Start of Given records

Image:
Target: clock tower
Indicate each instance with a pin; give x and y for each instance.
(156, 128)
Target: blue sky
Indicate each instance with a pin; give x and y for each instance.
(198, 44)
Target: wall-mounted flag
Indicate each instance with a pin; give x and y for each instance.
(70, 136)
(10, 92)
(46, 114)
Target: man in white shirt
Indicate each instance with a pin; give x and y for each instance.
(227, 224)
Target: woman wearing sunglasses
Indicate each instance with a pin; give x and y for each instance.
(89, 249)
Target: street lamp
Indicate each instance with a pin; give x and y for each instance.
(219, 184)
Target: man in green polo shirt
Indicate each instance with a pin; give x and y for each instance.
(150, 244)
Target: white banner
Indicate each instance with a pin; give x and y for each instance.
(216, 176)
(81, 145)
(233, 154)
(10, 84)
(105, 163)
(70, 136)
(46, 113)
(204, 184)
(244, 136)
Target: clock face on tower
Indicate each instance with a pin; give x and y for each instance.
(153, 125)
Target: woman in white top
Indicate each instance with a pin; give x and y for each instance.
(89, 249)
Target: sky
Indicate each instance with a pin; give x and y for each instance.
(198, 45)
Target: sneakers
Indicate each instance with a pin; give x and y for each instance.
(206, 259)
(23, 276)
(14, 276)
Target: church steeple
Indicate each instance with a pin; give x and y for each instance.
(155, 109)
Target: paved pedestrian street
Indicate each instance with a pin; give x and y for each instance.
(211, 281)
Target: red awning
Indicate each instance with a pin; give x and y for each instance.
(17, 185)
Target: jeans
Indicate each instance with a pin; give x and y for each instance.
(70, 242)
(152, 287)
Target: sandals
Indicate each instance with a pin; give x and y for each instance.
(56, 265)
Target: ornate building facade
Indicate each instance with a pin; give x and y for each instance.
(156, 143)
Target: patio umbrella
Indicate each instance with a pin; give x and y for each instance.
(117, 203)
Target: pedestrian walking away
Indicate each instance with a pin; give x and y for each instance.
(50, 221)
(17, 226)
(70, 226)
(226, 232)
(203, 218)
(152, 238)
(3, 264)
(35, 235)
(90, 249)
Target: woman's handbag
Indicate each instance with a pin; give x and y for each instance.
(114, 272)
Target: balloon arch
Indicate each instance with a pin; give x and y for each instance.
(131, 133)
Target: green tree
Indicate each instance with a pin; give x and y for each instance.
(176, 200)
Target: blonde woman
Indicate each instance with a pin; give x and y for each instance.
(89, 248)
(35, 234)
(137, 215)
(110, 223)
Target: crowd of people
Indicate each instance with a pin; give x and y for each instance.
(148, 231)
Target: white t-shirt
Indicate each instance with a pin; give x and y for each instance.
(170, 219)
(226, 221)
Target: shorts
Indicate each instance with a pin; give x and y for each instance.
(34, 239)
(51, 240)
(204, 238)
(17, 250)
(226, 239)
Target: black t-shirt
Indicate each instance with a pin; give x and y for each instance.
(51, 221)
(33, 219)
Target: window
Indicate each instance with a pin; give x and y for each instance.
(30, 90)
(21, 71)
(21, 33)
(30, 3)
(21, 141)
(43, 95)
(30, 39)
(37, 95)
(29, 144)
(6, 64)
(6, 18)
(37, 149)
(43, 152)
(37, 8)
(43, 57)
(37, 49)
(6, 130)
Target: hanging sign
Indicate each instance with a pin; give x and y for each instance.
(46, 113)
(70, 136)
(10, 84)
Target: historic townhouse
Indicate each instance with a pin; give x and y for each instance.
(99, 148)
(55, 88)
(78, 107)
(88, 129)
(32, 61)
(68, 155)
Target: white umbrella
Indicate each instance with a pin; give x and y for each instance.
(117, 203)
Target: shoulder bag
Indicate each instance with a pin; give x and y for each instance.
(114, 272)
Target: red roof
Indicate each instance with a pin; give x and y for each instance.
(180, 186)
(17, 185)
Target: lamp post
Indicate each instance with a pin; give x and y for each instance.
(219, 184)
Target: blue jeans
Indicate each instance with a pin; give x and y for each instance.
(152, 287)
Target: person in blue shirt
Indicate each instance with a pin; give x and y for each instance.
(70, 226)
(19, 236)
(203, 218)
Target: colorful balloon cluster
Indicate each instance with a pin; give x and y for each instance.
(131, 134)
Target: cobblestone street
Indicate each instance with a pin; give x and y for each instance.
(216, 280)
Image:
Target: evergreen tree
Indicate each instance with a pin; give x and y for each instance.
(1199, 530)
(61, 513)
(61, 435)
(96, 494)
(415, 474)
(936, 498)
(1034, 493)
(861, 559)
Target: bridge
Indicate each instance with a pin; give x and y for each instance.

End of Given records

Pull every line from the material above and reproduce each one word for word.

Full response ::
Image:
Target: clock tower
Indicate each instance with a pin; give x and y for each instance.
(156, 128)
Target: blue sky
Indicate each instance with a pin; give x and y for each instance.
(198, 44)
Target: wall-mounted flag
Indicate each instance with a pin; give x and y for each instance.
(70, 136)
(10, 92)
(46, 114)
Target: man in white shirt
Indicate each instance with a pin; give x and y for each instance.
(227, 224)
Target: woman wearing sunglasses
Indicate each instance with a pin; give x and y for each instance.
(89, 249)
Target: street lamp
Indicate each instance with a pin; give x and y for each instance.
(219, 184)
Target: man in green polo shirt
Indicate each instance with a pin; give x and y for each instance.
(150, 244)
Target: white banner
Indicate each instance with a pin; give x and y for each instance.
(216, 176)
(81, 145)
(233, 154)
(10, 84)
(105, 163)
(70, 136)
(46, 113)
(204, 184)
(244, 136)
Target: clock face on tower
Indicate each instance with a pin; give x and y for each instance.
(153, 125)
Target: woman in white top
Indicate each instance with a pin; give x and y for each instance.
(89, 249)
Target: sky
Indicate each instance with a pin; give x and y for each instance.
(198, 45)
Target: sneakers
Indicate each instance with a pin; give x and y for each instance.
(206, 259)
(23, 276)
(14, 276)
Target: church steeple
Indicate each instance with a pin; give x and y for each instance.
(155, 109)
Target: paved pedestrian street
Indicate each instance with a pin; give x and y for each instance.
(211, 281)
Target: red awning
Indicate each instance with a pin; give x and y for each instance.
(17, 185)
Target: jeans
Indicate each instance with a pin; give x and y for each instance.
(70, 242)
(152, 287)
Target: sandals
Indicate each instance with a pin; give x and y for each instance.
(56, 265)
Target: ornate building facade
Indicate each instance with a pin; give x and y for each instance.
(156, 143)
Target: patio umbrella
Indicate each instance with a pin; give x and y for each instance.
(117, 203)
Target: pedestrian walking away
Indicate each instance with a pin; give x and y for each instance.
(50, 221)
(17, 226)
(70, 226)
(226, 232)
(203, 218)
(152, 238)
(3, 264)
(35, 235)
(90, 249)
Target: woman's handbag
Indicate each instance with a pin; give x and y for each instance.
(114, 272)
Target: balloon arch
Indicate each instance with a pin; give x and y for each instance.
(131, 133)
Target: green tree
Indicate each instance with a pin; give x and y for each instance.
(176, 200)
Target: blonde woman
Indicate each instance with a pin; give x and y for each instance.
(89, 248)
(35, 234)
(137, 215)
(110, 223)
Target: crowd of people
Indicate each instance with a pin; give x and y for each instance.
(148, 231)
Target: white t-shirt
Indicate each instance with a pin; give x and y for each instance.
(170, 219)
(226, 221)
Target: shorts
Indicate each instance with a pin; give x and y for each instance.
(34, 239)
(51, 240)
(204, 238)
(17, 250)
(226, 239)
Target: black t-shirt
Indicate each instance with a pin; give x and y for each instance.
(51, 221)
(33, 219)
Target: window
Indicate each instance with a pin; give x and y for each instance.
(30, 90)
(21, 71)
(21, 33)
(30, 3)
(21, 141)
(43, 95)
(30, 39)
(37, 95)
(29, 144)
(6, 64)
(6, 18)
(37, 149)
(43, 152)
(37, 8)
(43, 57)
(37, 49)
(6, 130)
Target: hanging sign
Indicate each instance with a pin; give x and y for each instance.
(46, 113)
(70, 136)
(10, 84)
Target: historic townhouse
Indicate each instance with a pin; give x and y for each instance.
(99, 148)
(55, 88)
(78, 107)
(88, 129)
(32, 61)
(68, 155)
Target: white umbrella
Indicate each instance with a pin; give x and y for each instance.
(117, 203)
Target: shoulder bag
Indicate each instance with a pin; give x and y for each instance.
(114, 272)
Target: red roof
Indicate each instance with a pin; give x and y for each instance.
(180, 186)
(17, 185)
Target: lamp post
Indicate each instance with a pin; give x and y for each instance.
(219, 184)
Target: blue jeans
Indicate each instance with a pin; give x and y for each instance.
(152, 287)
Target: person in blue shirt
Indicate each instance with a pin; give x and y for each instance.
(70, 226)
(19, 236)
(203, 218)
Target: colorful balloon cluster
Indicate each instance with a pin; give x and y for each instance.
(131, 134)
Target: cobblestone street
Indicate each instance with a pin; give x and y for each instance.
(216, 280)
Image:
Target: evergreen tree
Indicate each instance with a pin; give x and y for each instance.
(1199, 530)
(61, 513)
(61, 435)
(96, 494)
(415, 474)
(936, 498)
(1034, 493)
(861, 559)
Target: bridge
Indicate each instance with a pin; give x and y for each instance.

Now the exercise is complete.